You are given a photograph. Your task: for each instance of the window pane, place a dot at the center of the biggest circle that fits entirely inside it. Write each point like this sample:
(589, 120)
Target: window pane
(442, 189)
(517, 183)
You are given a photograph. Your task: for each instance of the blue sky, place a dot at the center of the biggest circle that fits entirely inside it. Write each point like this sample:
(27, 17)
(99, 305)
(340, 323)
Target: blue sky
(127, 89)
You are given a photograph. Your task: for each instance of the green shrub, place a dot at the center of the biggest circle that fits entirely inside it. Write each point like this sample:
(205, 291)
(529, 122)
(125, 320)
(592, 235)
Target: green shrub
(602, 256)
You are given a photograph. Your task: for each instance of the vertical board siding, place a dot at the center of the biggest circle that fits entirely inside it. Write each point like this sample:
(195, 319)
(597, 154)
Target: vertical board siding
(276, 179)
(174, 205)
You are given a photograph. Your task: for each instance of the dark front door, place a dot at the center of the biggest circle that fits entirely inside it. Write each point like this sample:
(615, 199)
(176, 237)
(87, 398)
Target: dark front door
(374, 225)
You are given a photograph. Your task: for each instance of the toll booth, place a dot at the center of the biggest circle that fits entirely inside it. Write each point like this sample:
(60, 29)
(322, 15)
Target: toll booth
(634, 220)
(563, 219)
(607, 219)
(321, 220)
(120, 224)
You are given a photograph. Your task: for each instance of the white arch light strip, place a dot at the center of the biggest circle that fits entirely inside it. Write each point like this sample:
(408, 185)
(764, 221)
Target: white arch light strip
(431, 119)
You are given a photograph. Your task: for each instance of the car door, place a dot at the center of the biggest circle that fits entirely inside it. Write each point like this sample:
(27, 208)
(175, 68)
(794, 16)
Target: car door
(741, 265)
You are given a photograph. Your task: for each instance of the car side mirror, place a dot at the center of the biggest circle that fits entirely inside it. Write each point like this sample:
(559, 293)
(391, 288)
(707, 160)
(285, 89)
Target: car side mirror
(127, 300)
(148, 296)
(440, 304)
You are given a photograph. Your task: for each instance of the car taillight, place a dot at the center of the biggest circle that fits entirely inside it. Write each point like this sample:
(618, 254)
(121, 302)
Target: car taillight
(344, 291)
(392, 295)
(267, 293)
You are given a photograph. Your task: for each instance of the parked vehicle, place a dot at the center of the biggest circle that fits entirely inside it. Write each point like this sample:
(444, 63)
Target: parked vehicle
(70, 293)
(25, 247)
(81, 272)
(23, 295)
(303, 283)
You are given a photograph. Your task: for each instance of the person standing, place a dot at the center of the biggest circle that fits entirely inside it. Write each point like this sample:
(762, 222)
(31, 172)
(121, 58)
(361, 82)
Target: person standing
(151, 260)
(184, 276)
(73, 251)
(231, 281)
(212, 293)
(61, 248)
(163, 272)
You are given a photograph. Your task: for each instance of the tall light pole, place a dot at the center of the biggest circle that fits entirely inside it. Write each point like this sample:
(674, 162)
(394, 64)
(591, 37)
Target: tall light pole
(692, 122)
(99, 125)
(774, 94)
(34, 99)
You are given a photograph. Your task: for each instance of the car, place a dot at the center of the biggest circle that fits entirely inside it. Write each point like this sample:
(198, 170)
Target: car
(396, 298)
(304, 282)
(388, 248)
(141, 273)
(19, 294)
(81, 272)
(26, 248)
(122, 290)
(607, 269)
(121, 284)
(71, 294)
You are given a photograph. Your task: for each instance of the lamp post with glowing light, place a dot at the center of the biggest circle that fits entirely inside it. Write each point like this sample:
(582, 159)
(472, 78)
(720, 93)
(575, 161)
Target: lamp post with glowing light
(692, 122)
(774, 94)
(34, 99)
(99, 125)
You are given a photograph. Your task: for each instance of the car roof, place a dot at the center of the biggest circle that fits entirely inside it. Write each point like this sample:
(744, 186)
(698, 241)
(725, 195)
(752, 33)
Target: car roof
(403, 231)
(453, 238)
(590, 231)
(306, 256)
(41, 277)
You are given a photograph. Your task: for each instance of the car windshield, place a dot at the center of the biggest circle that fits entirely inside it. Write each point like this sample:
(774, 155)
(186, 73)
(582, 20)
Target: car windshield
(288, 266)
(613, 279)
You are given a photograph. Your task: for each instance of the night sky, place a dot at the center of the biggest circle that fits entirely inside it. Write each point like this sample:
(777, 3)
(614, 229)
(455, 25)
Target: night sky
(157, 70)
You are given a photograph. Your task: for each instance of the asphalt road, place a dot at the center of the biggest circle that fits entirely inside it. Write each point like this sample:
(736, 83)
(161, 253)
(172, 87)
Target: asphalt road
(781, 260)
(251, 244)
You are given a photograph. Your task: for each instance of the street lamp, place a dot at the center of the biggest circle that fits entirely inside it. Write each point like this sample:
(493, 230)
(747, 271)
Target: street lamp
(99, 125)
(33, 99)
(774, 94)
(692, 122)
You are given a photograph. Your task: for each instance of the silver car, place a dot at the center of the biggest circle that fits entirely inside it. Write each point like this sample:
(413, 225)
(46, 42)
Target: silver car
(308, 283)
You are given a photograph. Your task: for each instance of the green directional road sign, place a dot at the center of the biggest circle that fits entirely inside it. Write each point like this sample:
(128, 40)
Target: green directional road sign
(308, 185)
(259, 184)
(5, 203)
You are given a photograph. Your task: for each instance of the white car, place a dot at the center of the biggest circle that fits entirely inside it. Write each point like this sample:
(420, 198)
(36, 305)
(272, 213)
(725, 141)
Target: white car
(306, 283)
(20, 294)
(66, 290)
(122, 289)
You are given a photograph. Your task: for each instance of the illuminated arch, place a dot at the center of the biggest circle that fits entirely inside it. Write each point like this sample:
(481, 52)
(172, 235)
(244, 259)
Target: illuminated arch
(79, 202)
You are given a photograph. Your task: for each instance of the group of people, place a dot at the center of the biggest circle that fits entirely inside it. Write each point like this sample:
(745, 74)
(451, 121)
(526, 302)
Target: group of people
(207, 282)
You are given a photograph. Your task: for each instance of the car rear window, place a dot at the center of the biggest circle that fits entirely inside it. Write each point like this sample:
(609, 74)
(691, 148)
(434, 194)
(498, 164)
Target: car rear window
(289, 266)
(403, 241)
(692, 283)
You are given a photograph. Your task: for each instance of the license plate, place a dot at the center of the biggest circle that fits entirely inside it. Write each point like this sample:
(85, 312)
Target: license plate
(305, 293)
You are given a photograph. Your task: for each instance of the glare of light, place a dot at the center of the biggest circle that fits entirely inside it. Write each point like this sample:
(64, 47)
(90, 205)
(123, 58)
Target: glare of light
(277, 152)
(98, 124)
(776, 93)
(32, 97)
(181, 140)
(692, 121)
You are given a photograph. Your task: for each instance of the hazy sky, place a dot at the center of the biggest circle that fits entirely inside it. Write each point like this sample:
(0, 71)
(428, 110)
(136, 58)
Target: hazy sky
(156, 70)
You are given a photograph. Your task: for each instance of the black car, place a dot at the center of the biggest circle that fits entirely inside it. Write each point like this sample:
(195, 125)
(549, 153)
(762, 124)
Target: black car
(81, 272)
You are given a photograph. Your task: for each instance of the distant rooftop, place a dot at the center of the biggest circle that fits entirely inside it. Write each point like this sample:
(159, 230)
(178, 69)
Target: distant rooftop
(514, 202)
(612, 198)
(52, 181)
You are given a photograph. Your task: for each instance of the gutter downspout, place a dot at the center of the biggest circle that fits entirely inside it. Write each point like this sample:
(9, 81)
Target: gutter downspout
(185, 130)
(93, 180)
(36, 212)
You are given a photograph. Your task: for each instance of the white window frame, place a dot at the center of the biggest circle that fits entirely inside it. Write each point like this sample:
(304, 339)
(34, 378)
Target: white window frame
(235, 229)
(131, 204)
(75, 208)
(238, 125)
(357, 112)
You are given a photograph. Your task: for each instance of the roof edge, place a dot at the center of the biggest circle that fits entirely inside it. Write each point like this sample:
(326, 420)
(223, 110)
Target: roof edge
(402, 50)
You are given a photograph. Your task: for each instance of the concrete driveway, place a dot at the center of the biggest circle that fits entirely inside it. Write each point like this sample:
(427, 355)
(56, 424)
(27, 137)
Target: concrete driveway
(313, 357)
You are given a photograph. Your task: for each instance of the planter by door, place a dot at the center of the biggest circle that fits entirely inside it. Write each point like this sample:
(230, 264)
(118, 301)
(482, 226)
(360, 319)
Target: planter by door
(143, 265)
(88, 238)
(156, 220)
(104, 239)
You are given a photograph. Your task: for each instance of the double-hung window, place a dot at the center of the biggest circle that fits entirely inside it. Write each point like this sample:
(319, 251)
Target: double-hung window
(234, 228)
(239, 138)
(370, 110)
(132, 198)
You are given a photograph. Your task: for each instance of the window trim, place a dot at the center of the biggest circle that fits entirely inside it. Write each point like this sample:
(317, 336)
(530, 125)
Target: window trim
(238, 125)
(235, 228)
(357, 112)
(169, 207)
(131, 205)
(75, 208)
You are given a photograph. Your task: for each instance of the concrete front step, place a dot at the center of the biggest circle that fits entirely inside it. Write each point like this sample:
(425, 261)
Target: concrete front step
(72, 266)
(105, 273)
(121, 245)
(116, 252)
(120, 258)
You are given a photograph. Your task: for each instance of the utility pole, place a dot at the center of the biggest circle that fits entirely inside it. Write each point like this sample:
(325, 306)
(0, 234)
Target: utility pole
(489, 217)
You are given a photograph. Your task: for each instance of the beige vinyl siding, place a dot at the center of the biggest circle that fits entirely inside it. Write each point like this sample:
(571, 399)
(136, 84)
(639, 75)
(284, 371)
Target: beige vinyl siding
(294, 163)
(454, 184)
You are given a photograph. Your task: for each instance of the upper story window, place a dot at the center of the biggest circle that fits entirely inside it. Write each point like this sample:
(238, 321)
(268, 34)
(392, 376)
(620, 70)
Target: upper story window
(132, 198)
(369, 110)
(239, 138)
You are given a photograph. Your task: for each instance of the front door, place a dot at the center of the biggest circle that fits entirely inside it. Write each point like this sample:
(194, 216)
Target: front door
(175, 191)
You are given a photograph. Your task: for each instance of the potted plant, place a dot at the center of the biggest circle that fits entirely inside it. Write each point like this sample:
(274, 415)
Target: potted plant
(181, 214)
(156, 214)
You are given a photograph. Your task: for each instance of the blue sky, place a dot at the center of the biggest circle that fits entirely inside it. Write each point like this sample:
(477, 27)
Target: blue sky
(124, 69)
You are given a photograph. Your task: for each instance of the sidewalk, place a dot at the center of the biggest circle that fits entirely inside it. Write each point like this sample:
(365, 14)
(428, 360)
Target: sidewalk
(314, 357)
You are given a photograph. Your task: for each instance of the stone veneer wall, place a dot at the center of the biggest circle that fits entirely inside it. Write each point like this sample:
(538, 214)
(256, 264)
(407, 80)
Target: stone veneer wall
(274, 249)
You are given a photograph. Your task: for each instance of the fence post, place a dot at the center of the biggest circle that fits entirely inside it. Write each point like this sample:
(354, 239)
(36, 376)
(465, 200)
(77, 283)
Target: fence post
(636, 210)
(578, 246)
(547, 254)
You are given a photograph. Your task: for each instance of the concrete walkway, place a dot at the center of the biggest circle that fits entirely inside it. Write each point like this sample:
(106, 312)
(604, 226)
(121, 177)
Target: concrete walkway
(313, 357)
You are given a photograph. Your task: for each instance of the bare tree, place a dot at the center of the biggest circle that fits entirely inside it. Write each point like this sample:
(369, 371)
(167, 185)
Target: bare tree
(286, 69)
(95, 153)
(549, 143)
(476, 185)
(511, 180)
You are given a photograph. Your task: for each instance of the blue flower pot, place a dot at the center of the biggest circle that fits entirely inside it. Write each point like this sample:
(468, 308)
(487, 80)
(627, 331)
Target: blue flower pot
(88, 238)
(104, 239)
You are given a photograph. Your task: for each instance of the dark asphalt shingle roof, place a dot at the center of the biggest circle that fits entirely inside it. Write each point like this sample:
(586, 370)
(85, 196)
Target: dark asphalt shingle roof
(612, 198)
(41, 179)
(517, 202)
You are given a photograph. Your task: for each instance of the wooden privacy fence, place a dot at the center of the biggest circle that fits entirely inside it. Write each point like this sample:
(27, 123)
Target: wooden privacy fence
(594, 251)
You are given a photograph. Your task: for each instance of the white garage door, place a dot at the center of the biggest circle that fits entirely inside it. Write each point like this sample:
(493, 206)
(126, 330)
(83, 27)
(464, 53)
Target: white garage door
* * * * * * * * *
**WHAT THIS TASK INVOLVES:** Your answer should be a single number: the count of lines in the entries that contain the word "garage".

**ANSWER TO THIS PROBLEM:** 2